-- TEXT EXTRACT --
“I love Miss Letsaba because she is black like me”
That was my Grade 3 contribution to my school’s annual magazine. I think we might have been asked to describe what we liked best about our teachers. I remember a white “friend” reading this back to me in Grade 7, as if it were something embarrassing, our friends, most of them white, laughed raucously. I remember also cringing, dying at the thought that 9 year old me could have articulated a thought that would make my friends think I was racist, that I did not like them. I wanted so badly to fit in, that I cringed at the idea that they would think me gauche for even noticing race. So I laughed it off as me being silly and young.
Looking back on it, I wish I had told them to fuck off. Told them that even though their ancestors had colonised, enslaved and pillaged, that all the representations of themselves were positive. They had a plethora of “positive role models”, even in our school, labour was racialised. Black people confined to domestic, or ground staff jobs, called by their first names, while our white teachers and principal, “miss”, “Mrs” and “Dr”. I wish I could have been able to articulate that there many things that I loved about Miss Letsaba, but asked to provide a one sentence summary, well…I loved her because she was black, LIKE ME!
Seeing her brilliance, allowed me to believe that I am brilliant.
Miss Letsaba was brilliant in many ways:
she was smart, beautiful, kind.
I loved that she thought us all smart.

(Entries taken from a collection)

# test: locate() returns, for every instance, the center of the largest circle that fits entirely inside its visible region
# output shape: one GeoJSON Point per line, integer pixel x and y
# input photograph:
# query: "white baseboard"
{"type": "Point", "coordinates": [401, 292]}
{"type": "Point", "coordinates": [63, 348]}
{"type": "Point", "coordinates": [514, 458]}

-- WORK INSTRUCTIONS --
Continue the essay about Miss Letsaba from the point where it stops.

-- ANSWER TO THIS PROBLEM --
That she encouraged us to be creative.
I loved that she took time to get to know us, and our parents.
I loved that she cast me to play a young Simba in our stage remake of the Lion King.
Miss Letsaba befriended every black person who worked at the school, whether they be ground staff or the only other black teacher. She broke down the barriers between black parents and teaching staff, between worker and academic, between student and teacher.
She was a brilliant teacher, it was undeniable not only to us her crew of black girl admirers, but to the white teachers who could not comprehend her effervescence.
She was black girl magic, before I had even heard the term.
but we saw her detractors, heard their whispered criticisms, we saw her work five times as hard for half the recognition. We saw her be brave enough to cry in front of us, get angry and smile and laugh again.
She was strong enough to be vulnerable, vulnerable enough to be strong.
13 year old me left that party feeling irritated, frustrated that not only could I not express why it mattered that Miss Letsaba was black, I knew that my “friends” would never care enough to consider why I loved that the best teacher at the school was black like me.
9 year old me knew what I understand now. Representation Matters. I am becoming, because of womxn like Miss Letsaba, who taught me that a black girl like me, could be smart, beautiful, brave, vulnerable and kind. That I could dare to be anything and anyone I wanted to be. I love the black womxn who instilled this belief in me and who continue to make me believe this, Alek Wek, Assata Shakur, Rihanna, Viola Davis, Pumla Gqola, Nayyirah Waheed, Porsha Olayiwola, the womxn of the fallist movement, my friends… I have never stanned harder.
I love them, because they are black womxn, like me.
During my moments of self-doubt, the moments when I return to my 13 year old self, I hope that I remember to love these womxn.
To love me.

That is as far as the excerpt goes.